*SOURCE EXTRACT*:
[start]
Orchestrating Pizza-Making: A Tutorial for AWS Step Functions with Stepwise

In this post, I will step through creating a AWS Step Functions state machine using Stepwise for a hypothetical pizza-making workflow. Before we get to that though, in case you're wondering why would you care about AWS Step Functions, or application workflow orchestration in general, I discussed our 4-year journey towards an message-based, orchestrated architecture previously.

Let's make some pizzas! Suppose these are the 4 steps to making a tasty Pizza Margherita:

  • make dough
  • make sauce
  • put ingredients on dough
  • bake

And suppose you built some robots to perform each of the step. How would you orchestrate your robots to work together? Well, one option is to use an application workflow orchestration engine. We will be using AWS Step Functions via Stepwise.

Why Stepwise?
[end]
*DATA SUPPLIED*:
[start]
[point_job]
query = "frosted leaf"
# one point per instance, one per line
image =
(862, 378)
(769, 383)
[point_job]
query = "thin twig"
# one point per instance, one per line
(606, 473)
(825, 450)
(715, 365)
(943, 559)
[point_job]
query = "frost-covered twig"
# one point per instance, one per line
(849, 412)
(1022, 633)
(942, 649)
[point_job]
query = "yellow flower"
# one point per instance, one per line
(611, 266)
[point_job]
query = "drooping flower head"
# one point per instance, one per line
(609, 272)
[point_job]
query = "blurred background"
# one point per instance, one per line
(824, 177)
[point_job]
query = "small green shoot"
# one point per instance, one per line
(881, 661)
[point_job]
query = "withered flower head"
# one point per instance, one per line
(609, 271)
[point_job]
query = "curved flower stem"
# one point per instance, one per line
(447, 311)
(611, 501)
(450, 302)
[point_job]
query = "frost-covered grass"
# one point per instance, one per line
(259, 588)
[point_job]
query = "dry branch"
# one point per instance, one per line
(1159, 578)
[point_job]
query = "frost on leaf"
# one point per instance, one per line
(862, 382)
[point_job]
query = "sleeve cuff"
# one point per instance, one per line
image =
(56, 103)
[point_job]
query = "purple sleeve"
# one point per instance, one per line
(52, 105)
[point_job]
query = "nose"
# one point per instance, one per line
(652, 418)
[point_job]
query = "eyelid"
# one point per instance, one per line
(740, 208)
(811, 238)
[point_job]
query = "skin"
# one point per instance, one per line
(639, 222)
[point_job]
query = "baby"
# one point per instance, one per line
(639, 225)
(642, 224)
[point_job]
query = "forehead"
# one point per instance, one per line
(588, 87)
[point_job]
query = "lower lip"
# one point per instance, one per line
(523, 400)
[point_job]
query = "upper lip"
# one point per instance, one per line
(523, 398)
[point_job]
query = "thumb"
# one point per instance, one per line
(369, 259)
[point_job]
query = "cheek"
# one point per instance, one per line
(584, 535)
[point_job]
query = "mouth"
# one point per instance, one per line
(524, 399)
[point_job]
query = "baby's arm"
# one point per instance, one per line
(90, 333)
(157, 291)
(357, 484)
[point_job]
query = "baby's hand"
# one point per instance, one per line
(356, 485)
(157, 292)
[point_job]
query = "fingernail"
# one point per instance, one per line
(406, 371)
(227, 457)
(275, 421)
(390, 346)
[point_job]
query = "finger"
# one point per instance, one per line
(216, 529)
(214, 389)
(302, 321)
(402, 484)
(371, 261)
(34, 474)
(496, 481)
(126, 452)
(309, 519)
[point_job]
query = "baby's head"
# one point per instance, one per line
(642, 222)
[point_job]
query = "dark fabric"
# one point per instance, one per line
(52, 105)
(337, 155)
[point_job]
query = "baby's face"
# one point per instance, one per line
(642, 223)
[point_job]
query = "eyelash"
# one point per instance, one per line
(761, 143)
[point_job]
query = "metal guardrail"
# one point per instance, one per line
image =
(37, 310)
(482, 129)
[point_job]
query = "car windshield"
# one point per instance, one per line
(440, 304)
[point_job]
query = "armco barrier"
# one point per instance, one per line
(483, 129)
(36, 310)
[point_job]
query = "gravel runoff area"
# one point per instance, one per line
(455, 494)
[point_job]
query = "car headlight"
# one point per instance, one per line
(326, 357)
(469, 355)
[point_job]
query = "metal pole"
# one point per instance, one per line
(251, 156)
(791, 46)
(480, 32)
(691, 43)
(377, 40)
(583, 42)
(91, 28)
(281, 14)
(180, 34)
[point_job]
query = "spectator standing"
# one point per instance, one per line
[end]
*BRIEF*: In the Step Functions tutorial, what is the final step in making a Pizza Margherita? The rows come from a different source than the Step Functions tutorial.

*RESPONSE TO THIS EXERCISE*: Bake.